* Task directions *
A faithful copy of the listing below is needed, one that contains no pictures.

* Given entries *
>>
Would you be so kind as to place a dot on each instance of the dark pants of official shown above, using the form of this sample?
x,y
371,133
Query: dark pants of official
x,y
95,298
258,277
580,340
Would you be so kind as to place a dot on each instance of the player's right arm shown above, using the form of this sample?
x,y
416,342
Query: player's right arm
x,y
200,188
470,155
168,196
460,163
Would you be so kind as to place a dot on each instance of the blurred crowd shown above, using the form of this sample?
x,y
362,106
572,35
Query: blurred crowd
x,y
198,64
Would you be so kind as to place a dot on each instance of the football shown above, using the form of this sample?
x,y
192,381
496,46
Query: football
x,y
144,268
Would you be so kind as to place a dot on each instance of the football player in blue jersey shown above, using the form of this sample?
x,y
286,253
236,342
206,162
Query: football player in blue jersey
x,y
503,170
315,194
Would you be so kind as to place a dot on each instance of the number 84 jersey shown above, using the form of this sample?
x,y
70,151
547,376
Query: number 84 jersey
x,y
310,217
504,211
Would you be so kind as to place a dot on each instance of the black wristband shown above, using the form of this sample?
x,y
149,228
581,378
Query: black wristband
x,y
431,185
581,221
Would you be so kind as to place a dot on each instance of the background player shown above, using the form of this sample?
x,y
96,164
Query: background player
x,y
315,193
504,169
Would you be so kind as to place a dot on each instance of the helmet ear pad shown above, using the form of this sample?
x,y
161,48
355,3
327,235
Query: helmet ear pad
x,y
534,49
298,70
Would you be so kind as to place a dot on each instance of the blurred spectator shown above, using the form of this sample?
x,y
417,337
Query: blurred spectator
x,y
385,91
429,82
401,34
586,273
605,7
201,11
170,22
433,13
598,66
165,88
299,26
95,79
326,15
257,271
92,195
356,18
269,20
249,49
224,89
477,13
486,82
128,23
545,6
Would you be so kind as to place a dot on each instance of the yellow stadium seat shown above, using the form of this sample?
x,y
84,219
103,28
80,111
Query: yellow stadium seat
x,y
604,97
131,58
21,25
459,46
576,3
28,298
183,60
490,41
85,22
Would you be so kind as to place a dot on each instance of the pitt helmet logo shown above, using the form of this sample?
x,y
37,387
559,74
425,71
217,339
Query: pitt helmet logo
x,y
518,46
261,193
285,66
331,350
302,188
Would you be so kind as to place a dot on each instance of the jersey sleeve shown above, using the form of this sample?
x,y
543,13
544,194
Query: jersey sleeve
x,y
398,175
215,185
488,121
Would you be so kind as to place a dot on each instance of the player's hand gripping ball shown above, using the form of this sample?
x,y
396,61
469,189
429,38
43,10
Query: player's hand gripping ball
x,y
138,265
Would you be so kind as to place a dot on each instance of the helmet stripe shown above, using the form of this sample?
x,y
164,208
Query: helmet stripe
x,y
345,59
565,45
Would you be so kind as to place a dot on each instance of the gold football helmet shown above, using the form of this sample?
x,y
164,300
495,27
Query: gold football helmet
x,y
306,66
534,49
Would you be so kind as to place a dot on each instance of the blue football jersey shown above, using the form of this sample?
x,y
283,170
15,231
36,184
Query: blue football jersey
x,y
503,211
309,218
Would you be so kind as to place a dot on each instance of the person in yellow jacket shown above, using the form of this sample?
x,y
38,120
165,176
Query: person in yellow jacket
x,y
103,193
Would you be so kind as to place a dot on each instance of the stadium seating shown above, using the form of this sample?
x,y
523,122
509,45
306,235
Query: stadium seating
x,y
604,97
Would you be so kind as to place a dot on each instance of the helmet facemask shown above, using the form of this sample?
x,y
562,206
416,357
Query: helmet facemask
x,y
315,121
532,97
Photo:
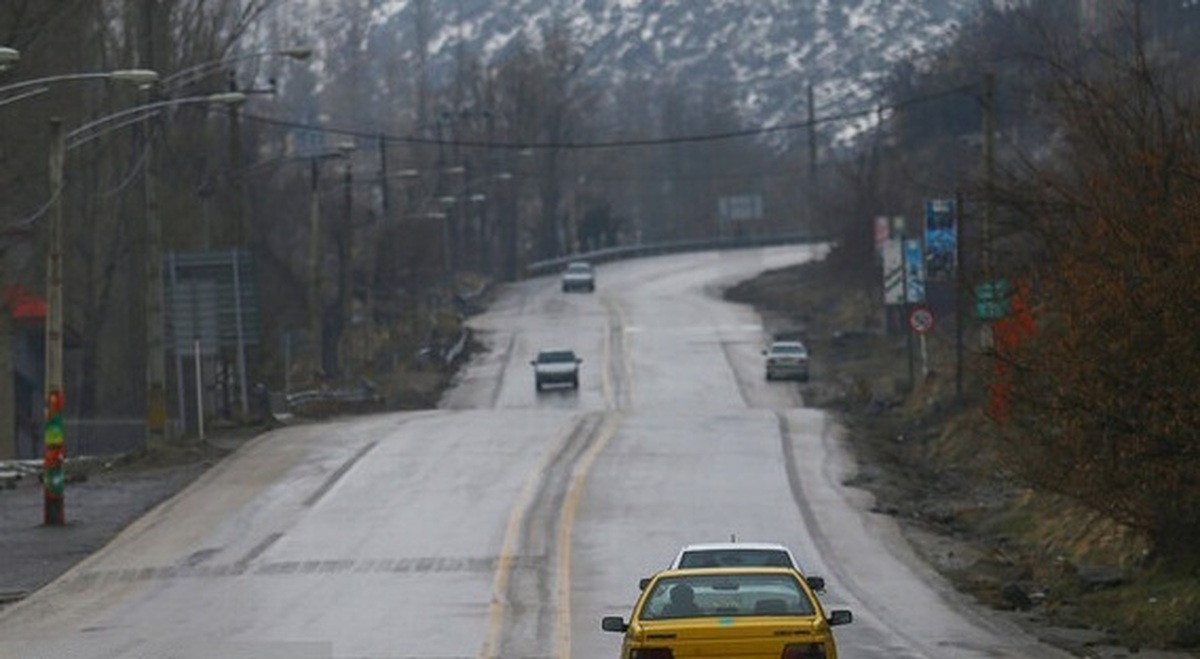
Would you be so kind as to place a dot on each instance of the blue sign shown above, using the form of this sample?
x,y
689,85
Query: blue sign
x,y
913,271
941,239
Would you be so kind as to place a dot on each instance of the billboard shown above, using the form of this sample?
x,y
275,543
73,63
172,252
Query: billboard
x,y
941,239
913,273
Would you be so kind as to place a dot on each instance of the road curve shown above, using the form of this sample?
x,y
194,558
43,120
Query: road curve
x,y
507,522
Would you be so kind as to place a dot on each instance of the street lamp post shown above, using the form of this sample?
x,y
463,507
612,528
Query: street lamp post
x,y
24,89
60,143
195,73
11,94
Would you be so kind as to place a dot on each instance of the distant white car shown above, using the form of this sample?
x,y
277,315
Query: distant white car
x,y
787,360
579,276
556,366
733,555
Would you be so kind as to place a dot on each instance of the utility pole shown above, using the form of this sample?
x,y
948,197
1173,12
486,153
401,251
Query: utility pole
x,y
54,441
156,360
813,159
989,173
315,317
989,168
384,203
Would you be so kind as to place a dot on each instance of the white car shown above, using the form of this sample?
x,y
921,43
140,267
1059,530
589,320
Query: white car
x,y
787,360
579,276
556,366
745,555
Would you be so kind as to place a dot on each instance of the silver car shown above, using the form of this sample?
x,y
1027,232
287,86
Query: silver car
x,y
787,360
579,276
557,366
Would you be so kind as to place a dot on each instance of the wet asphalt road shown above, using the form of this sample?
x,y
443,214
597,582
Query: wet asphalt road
x,y
509,521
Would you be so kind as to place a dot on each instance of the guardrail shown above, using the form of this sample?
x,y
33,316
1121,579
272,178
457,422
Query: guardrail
x,y
655,249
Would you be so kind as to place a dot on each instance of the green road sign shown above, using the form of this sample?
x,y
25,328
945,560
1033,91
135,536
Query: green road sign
x,y
993,299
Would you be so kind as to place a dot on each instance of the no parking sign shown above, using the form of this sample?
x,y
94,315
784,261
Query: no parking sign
x,y
921,319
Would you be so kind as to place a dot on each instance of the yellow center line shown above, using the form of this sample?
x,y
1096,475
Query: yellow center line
x,y
504,563
565,525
<<
* Answer space *
Would you be so kind as to place a dot on each instance of the dark pants of official shown above, using the form of this sample?
x,y
371,133
Query: dark pants of official
x,y
95,298
258,277
580,340
Would you be so kind as to place a dot on each instance of the player's right arm shown above, using the form of this sample?
x,y
416,342
Query: player's right arm
x,y
200,188
470,155
168,196
460,163
Would you be so kind as to place a dot on each instance of the blurred crowd shown above, using the form of this sample?
x,y
362,106
572,35
Query: blurred crowd
x,y
198,64
Would you be so kind as to place a dot on each instance of the football shown above, using the form of this sample?
x,y
192,381
496,46
Query: football
x,y
144,268
Would you be so kind as to place a dot on each instance of the football player in blue jersey shown above, using the form of this sample?
x,y
286,253
236,342
206,162
Query: football player in blue jersey
x,y
503,170
315,194
Would you be so kind as to place a dot on each instance of the number 84 jersey shown above, using the form of this sample?
x,y
70,151
547,376
Query: number 84 jersey
x,y
310,217
504,211
Would you be so kind as to place a dot on each instance of the black wristband shown above, using the form of this sample?
x,y
149,228
581,378
Query: black wristband
x,y
431,185
581,221
Would you be so kind as to place a dot on each instance of the background player shown above, using the form of this sample?
x,y
96,164
Query: background player
x,y
315,193
504,169
Would you be so kind as to place a dot on each instance of the helmet ear pad shown above, using the form of this sample?
x,y
161,48
355,3
327,235
Query: helmet ear pad
x,y
534,49
298,70
Would you be so kind as to place a dot on each instance of the blurred spectator shown above, using the form of this sample?
x,y
417,337
Query: blurred spectator
x,y
385,91
429,82
401,34
586,273
605,7
201,11
170,22
433,13
598,66
165,88
299,26
95,79
326,15
257,271
92,195
356,18
269,20
249,49
224,89
477,13
486,82
128,23
545,6
Would you be so kind as to place a dot on each instance of the yellow stadium seat shown above, using the form of this sample?
x,y
84,219
103,28
80,111
Query: yellow stadium seat
x,y
604,97
131,58
21,25
459,46
576,3
28,298
183,60
490,41
85,22
Would you be so kind as to place a dot on each instance of the pitt helmet logo shown above, using the form of this sample?
x,y
37,387
559,74
425,71
217,339
Query: pitt helmet logo
x,y
518,46
261,193
285,66
331,350
302,188
Would you be so kind as to place a dot on each instance of the jersey sleeve shown above, using the form of this sample?
x,y
543,13
544,194
Query: jersey sleeve
x,y
398,175
215,185
488,121
Would you be so kind as to place a dot on each instance of the player's hand gripping ball shown above, using the form of this sample?
x,y
396,61
469,189
429,38
43,10
Query: player's hand gripping ball
x,y
138,265
Would you be so kind as to place a dot on each instance of the helmet stripe shown above, using the form of this sample?
x,y
164,208
Query: helmet stripe
x,y
345,59
565,45
Would you be so kind as to place a dot on each instance of the gold football helmet shown above, using the form of this sample?
x,y
164,300
495,27
Query: gold football helmet
x,y
306,66
534,49
Would you be so kind as to place a dot on each instance of the blue football jersey shown above, using the form of this sample?
x,y
283,170
15,231
36,184
Query: blue football jersey
x,y
503,211
309,218
Would you be so kind as to place a dot on each instance of the person in yellow jacket shown above, using the form of this sample?
x,y
38,120
165,176
Query: person in yellow jacket
x,y
103,193
Would you be so kind as to place a dot on each instance of the stadium seating shown above, using the form of this sample?
x,y
523,122
509,45
306,235
Query: stadium seating
x,y
604,97
Would you be so kind as to place a dot on each instance of the helmet facemask shown above, using the form of this sample?
x,y
562,206
416,357
Query: helmet facemask
x,y
315,121
532,97
Photo:
Would you be so kind as to place a dot on each instance of the blue sign shown above, using the form of this sample?
x,y
689,85
Query: blue sign
x,y
913,271
941,239
Would you be so kind as to place a dot on each instance of the billboard shown above, using the form of this sample?
x,y
275,543
73,63
172,252
Query: billboard
x,y
941,239
913,273
Would you be so kind as to place a dot on each instance of the road curve shown above, using the form of this sample?
x,y
194,558
43,120
Query: road curve
x,y
507,522
Would you be so kind as to place a dot on each instance of the street lamp post shown above, using the form of this sample?
x,y
463,507
612,528
Query: street lamp post
x,y
24,89
60,143
195,73
11,94
Would you be so kind as to place a dot on each instance of the distant white car shown above, using the form of this sample?
x,y
277,315
Query: distant white car
x,y
787,360
579,276
556,366
733,555
Would you be so kind as to place a dot on each instance of the utility pole shown above, using the form of this sample?
x,y
948,197
1173,12
486,153
401,251
Query: utility pole
x,y
54,441
156,360
813,159
989,173
315,317
989,168
384,203
Would you be so kind as to place a dot on each instance of the white car shown above, using the form of this sample?
x,y
921,43
140,267
1059,530
589,320
Query: white car
x,y
787,360
579,276
556,366
745,555
Would you be so kind as to place a dot on each instance of the silver car shown above, using the form of this sample?
x,y
1027,232
287,86
Query: silver car
x,y
787,360
579,276
557,366
Would you be so kind as to place a dot on each instance of the wet asphalt road shown above, using the form of this sample?
x,y
443,214
597,582
Query: wet asphalt road
x,y
509,521
Would you be so kind as to place a dot on each instance of the guardrail shown above, using the form of this sample?
x,y
33,316
1121,579
272,178
457,422
Query: guardrail
x,y
655,249
Would you be so kind as to place a dot on each instance of the green road sign shown above, using the form of this sample?
x,y
25,328
945,560
1033,91
135,536
Query: green road sign
x,y
993,299
Would you be so kind as to place a dot on each instance of the no parking sign shown above, using the form of this sample?
x,y
94,315
784,261
Query: no parking sign
x,y
921,319
Would you be so kind as to place a dot on each instance of the yellow center line shown above, using the form of this sample?
x,y
1096,475
Query: yellow center line
x,y
504,563
565,525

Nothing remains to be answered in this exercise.